Description of the task:
Pick up the news report on the Washington Mutual failure and the stalled bailout after its final sentence and write the next part.

Passage shown:
Fri Sep 26, 2008 3:07am EDT

By Tom Ferraro and Richard Cowan

WASHINGTON (Reuters) – A rescue for the U.S. financial system unraveled on Thursday amid accusations Republican presidential candidate John McCain scuppered the deal, and Washington Mutual was closed by U.S. authorities and its assets sold in America’s biggest ever bank failure.

As negotiations over an unprecedented $700 billion bailout to restore credit markets degenerated into chaos, the largest U.S. savings and loan bank was taken over by authorities and its deposits auctioned off. U.S. stock futures fell by more than 1 percent.

The third-largest U.S. bank JPMorgan Chase & Co (JPM) said it bought the deposits of Washington Mutual Inc (WM), which has seen its stock price virtually wiped out because of massive amounts of bad mortgages. The government said there would be no impact on WaMu’s depositors and customers. JPMorgan said it would be business as usual on Friday morning.

Had a bailout deal been reached in Congress, it may have helped the savings and loan, founded in Seattle in 1889. Efforts to find a suitor to buy WaMu faltered in recent days over concerns about whether the government would reach a deal to buy its toxic mortgages.

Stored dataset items
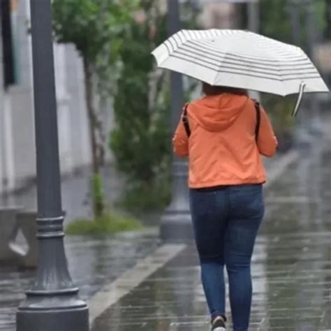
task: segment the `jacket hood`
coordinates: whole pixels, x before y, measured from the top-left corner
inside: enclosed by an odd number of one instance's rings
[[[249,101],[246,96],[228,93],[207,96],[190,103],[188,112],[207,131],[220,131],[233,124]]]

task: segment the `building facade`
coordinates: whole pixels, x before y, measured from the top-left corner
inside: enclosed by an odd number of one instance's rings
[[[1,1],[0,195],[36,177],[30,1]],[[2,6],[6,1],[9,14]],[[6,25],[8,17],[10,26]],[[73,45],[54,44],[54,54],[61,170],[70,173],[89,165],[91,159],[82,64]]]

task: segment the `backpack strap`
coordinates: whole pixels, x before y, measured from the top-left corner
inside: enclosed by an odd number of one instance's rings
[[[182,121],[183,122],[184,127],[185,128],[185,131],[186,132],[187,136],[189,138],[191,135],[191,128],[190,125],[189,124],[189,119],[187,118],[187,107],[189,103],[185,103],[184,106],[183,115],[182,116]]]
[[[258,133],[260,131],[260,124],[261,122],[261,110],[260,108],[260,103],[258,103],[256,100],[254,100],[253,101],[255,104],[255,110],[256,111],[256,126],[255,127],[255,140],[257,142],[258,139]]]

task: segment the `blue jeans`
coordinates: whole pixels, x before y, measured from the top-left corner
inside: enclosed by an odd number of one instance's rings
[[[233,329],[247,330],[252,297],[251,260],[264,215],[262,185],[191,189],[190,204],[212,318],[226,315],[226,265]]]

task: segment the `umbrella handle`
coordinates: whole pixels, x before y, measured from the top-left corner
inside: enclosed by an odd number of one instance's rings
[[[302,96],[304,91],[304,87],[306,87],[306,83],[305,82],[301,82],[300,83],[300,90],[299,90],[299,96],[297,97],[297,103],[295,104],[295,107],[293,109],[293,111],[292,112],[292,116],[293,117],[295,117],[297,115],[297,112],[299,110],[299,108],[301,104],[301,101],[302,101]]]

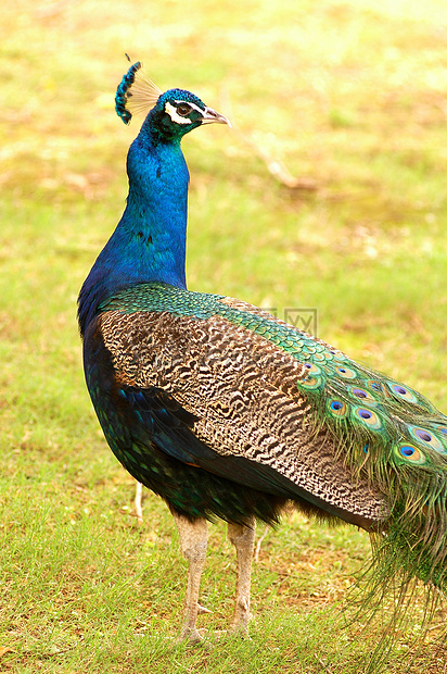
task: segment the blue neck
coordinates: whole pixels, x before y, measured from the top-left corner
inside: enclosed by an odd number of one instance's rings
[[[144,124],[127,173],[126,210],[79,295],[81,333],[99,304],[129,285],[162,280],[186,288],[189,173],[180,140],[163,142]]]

Response to this exercise:
Earlier on Thursday, U.S. lawmakers had appeared close to a final agreement on the bailout, lifting world stock markets and sending the dollar higher. But things spun off course during an emergency White House meeting between Congressional leaders with U.S. President George W. Bush.

In advance of that meeting, which included the two men battling to succeed him, Democrat Barack Obama and McCain, a compromise bipartisan deal seemed imminent.

After the session, Congressional leaders said an agreement could take until the weekend or longer.

Republican U.S. Sen. Richard Shelby bluntly told reporters, “I don’t believe we have an agreement.” He later said the deal was in “limbo.”

A group of conservative Republican lawmakers proposed an alternative mortgage insurance plan, eschewing the Bush administration’s Wall Street bailout just weeks before the November 4 election as many lawmakers try to hold on to their seats.